[begin RECORDS PROVIDED]

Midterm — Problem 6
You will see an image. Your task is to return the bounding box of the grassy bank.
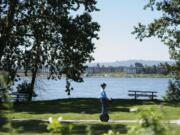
[0,98,180,135]
[3,99,180,120]
[88,72,173,78]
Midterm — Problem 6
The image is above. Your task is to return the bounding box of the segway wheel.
[99,113,109,122]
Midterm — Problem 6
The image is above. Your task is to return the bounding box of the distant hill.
[87,60,174,67]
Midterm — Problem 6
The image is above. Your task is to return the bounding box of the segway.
[99,99,112,122]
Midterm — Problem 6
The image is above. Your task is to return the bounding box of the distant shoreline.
[85,72,173,78]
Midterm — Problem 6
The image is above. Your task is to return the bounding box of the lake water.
[23,77,169,100]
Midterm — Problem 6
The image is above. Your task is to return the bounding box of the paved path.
[8,119,180,125]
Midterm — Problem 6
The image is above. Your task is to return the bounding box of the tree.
[132,0,180,100]
[1,0,99,100]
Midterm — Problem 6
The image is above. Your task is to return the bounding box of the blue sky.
[93,0,169,62]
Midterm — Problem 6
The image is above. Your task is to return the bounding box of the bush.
[164,80,180,101]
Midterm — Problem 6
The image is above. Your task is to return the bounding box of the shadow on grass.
[0,121,128,135]
[11,98,180,114]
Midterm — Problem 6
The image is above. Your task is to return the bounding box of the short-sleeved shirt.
[100,89,107,99]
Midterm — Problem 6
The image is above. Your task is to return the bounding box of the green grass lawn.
[0,99,180,135]
[3,99,180,120]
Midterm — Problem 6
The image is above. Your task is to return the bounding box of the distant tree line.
[86,62,171,75]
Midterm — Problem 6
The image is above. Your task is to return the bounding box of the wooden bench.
[11,92,29,102]
[128,90,157,100]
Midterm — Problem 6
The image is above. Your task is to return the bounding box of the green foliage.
[132,0,180,100]
[16,81,31,94]
[128,109,167,135]
[0,0,100,100]
[102,130,120,135]
[164,80,180,101]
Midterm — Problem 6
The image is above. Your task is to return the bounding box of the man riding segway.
[100,83,111,122]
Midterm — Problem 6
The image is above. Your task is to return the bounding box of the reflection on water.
[23,77,169,100]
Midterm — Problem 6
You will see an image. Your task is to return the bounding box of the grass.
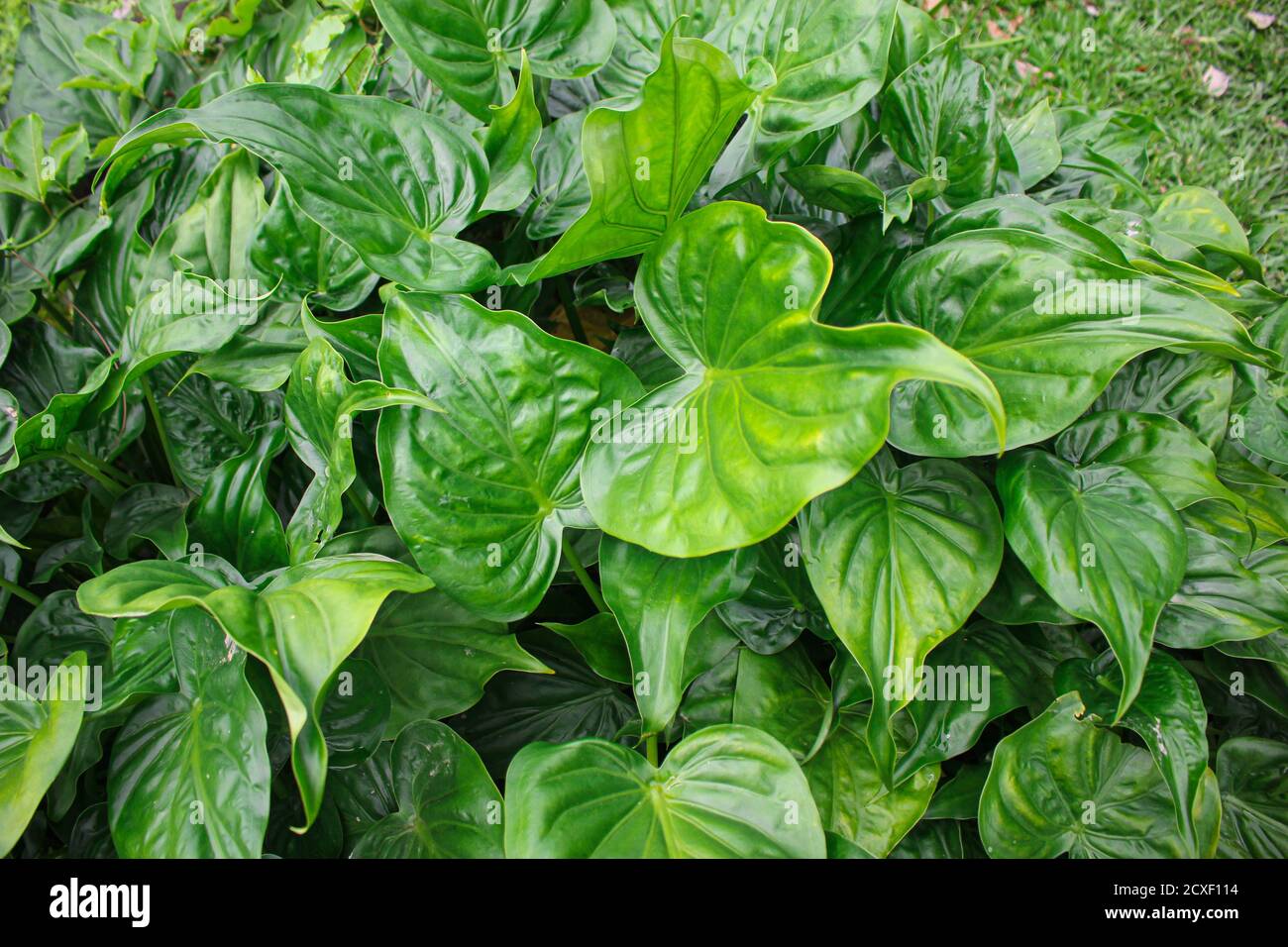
[950,0,1288,284]
[0,0,1288,280]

[end RECORDS PROVIDED]

## CHALLENGE
Count the lines in the rows above that contain the word "segway" and reply with only that number.

## TASK RESPONSE
3